Segment Start: Extracted text

The pandemic has cast a shadow of uncertainty over the U.S education system. Parents, educators, and the government cannot agree on the best way to resume school this semester. The result is a myriad of solutions across the country, ranging from completely remote learning to fully in-person classes. If you’re among the many who have been told to prepare for remote learning — don’t worry!
Your child is not doomed to a subpar learning experience. In fact, it’s just the opposite. As a father of two 5-year-olds here in New Jersey, my wife and I have brainstormed with friends and neighbors throughout the pandemic to figure out the best ways to maximize the virtual learning experience. Here are the four keys to success for virtual learning and young kids that we felt every parent could use.
1. Create a Defining Space for Learning
Though it’s impossible to mimic the bright and colorful space that is a classroom on the first day of school, it is possible to give your child their own remote learning office space. In the same way that we all are desiring the work from home space during this new normal, children need spaces to do the same. Here are some tips to help you create a home classroom or “home office” for your child.

Segment End: Extracted text
Segment Start: Entries supplied

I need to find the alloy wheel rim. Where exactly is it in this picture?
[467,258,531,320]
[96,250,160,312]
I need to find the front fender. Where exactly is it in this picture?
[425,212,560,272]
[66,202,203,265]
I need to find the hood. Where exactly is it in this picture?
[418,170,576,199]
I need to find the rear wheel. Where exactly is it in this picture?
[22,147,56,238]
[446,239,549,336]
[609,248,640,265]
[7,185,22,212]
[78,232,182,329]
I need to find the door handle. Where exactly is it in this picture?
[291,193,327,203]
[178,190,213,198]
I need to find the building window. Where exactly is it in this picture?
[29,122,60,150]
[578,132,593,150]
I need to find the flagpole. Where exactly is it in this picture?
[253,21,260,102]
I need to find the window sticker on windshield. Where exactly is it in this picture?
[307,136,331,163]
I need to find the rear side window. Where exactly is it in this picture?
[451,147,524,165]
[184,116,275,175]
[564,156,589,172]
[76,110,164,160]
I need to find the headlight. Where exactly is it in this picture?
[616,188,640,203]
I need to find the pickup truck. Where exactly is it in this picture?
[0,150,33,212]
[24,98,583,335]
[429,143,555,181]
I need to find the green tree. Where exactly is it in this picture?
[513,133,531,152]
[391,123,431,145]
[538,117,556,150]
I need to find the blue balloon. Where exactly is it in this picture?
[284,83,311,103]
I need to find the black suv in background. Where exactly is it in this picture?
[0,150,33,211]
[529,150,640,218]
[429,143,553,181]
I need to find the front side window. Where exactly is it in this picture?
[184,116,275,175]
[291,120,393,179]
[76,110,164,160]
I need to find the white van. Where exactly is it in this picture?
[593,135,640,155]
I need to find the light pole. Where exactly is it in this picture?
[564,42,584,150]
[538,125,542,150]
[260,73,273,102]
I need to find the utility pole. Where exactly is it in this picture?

Segment End: Entries supplied

**Exercise tasks**
1) In the article on virtual learning for young kids, how old are the author's two children?
2) Continue the article on virtual learning for young kids from its last sentence.

**Per-task outputs**
1) They are 5 years old.

2)
- Limit Distractions: Children aren’t known for their laser focus; they’re easily distracted. This is especially true in a home setting, where their toys, the television, and the backyard are just minutes away. Work to set up distraction blockers, including anything from content blockers on your web browser to cardboard distraction blockers on your student’s desk.
- Bright Light: To keep your student motivated and awake, be sure to work in the brightest space in your home. Sunlight is very beneficial. It’s been proven to help boost moods, have a calming effect, and help to enhance focus. It’s the perfect educational aid for any remote student.
- Consider Ergonomics: No one wants to sit in an uncomfortable position for hours at a time. While it may seem silly to think of ergonomics for a kindergartener, it’s essential. Find a comfortable chair for your child. Ensure that your child’s desk is at the right height. Their feet should reach the floor with ease, and their arms should bend at 90 degrees to their desk.
- Work with Your Student: If possible, keep your child’s virtual learning space near you as you work from home. It’s a great time for bonding, even if you are both quietly completing work. Plus, they’ll be excited to “go to work” with you!
2. Take Advantage of the Outdoors
Studies have shown that play is an essential aspect of childhood development. Not only will your child have fun during play, but they will also foster cognitive, social, physical, and emotional development. Not to mention, rigorous play helps children expend excess energy, which can result in them becoming restless, fidgety, or distracted during their class time.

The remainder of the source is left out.